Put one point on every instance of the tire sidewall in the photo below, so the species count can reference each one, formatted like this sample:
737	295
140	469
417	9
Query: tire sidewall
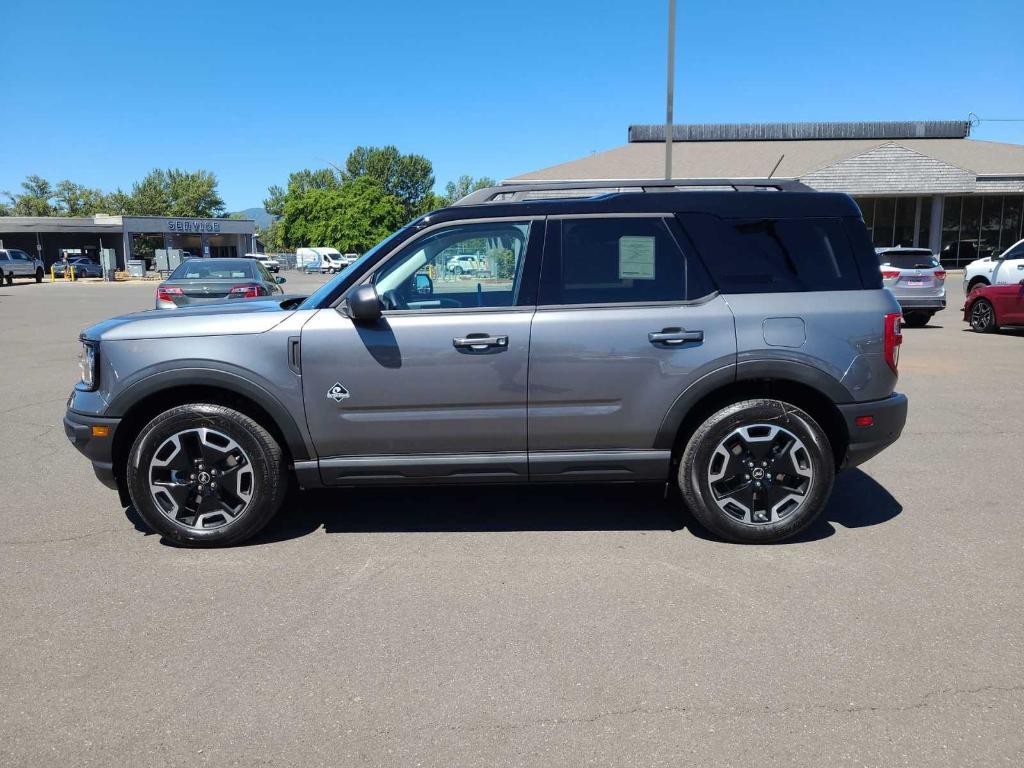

EXERCISE DESCRIPTION >>
Your answer should be the lines of the records that hold the string "sidewall".

RESULT FOR THIS TASK >>
Put one point on every instance of the tire sidewall in the photo below, so the species count can reference each one, formatted like this sample:
Query: tire sidewall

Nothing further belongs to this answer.